__Document segment__:
"Mr President, we need your help." An entertainment union (Syndicat du spectacle musical et de variété - Prodiss) wrote an open letter to Emmanuel Macron on Monday 12 April, asking for the validation of an experimental concert.
The aim is to help the music sector, which has been hit hard by the Covid-19 crisis.
"We have been working for several weeks with the AP-HP (Assistance publique-Hôpitaux de Paris) on an experiment: the Ambition Live Again project. But for this experimental concert to take place, the protocol must be validated," reads the Prodiss Twitter account, which published the letter.
[Lettre ouverte] Nous travaillons depuis plusieurs semaines avec l’AP-HP à une expérimentation : le projet Ambition Live Again. Mais pour que ce concert-test puisse voir le jour, il faut que le protocole soit validé. Monsieur le Président, nous avons besoin de votre aide ! pic.twitter.com/Of1SHxy0uv
— PRODISS (@prodiss) April 12, 2021
Two projects have been launched in France: one in Marseille (at the Dôme concert hall, with the Inserm, the National Institute of Health and Medical Research, and Sma, a music union) and another one in Paris (at Bercy, with AP-HP and Prodiss), but they have been constantly postponed since the first proposed schedules (February and March, respectively).
In Paris, the French bandIndochine wants to participate in the experiment. "We want to do it, to help the whole profession, to show, like in Barcelona, Amsterdam, that going to a concert [with masks] is not risky," explained the band's leader Nicola Sirkis recently. "We are ready, we are waiting for the signal from the authorities".
In Marseille, the rap band IAM volunteered. "With masks, adapted gauges, a concert is no more contaminating than the metro, the train, the plane; we got on the TGV to Paris, it was a 'live' of very stressed people", Akhenaton, leader of the emblematic rap group, had recently explained.
Experimental concerts have already been held in Barcelona and Amsterdam where studies were conducted by Dutch Fieldlab Events during football matches but also music festivals. These studies could provide a template for people to attend sports and cultural events during the Covid-19 pandemic.

__Exercise requirements__:
a) In the article on experimental concerts, which rap band volunteered in Marseille?
b) Update the stretch of the article from "In Paris, the" through "had recently explained.", putting "signed up" in place of "volunteered".
The data after this point is separate from the article.

__Data excerpt__:
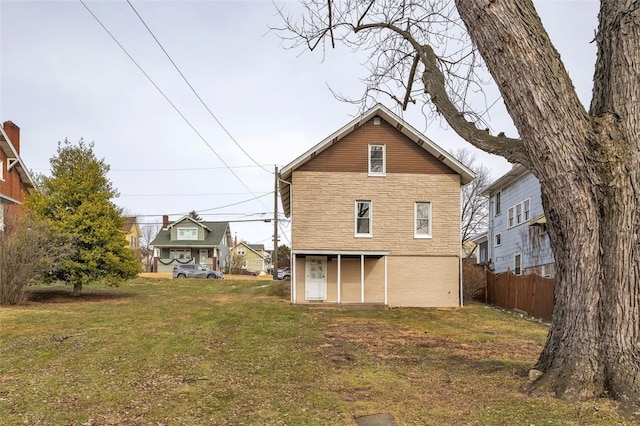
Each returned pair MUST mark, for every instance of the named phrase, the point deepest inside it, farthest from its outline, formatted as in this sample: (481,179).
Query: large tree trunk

__Task-by-task outputs__:
a) IAM

b)
In Paris, the French bandIndochine wants to participate in the experiment. "We want to do it, to help the whole profession, to show, like in Barcelona, Amsterdam, that going to a concert [with masks] is not risky," explained the band's leader Nicola Sirkis recently. "We are ready, we are waiting for the signal from the authorities".
In Marseille, the rap band IAM signed up. "With masks, adapted gauges, a concert is no more contaminating than the metro, the train, the plane; we got on the TGV to Paris, it was a 'live' of very stressed people", Akhenaton, leader of the emblematic rap group, had recently explained.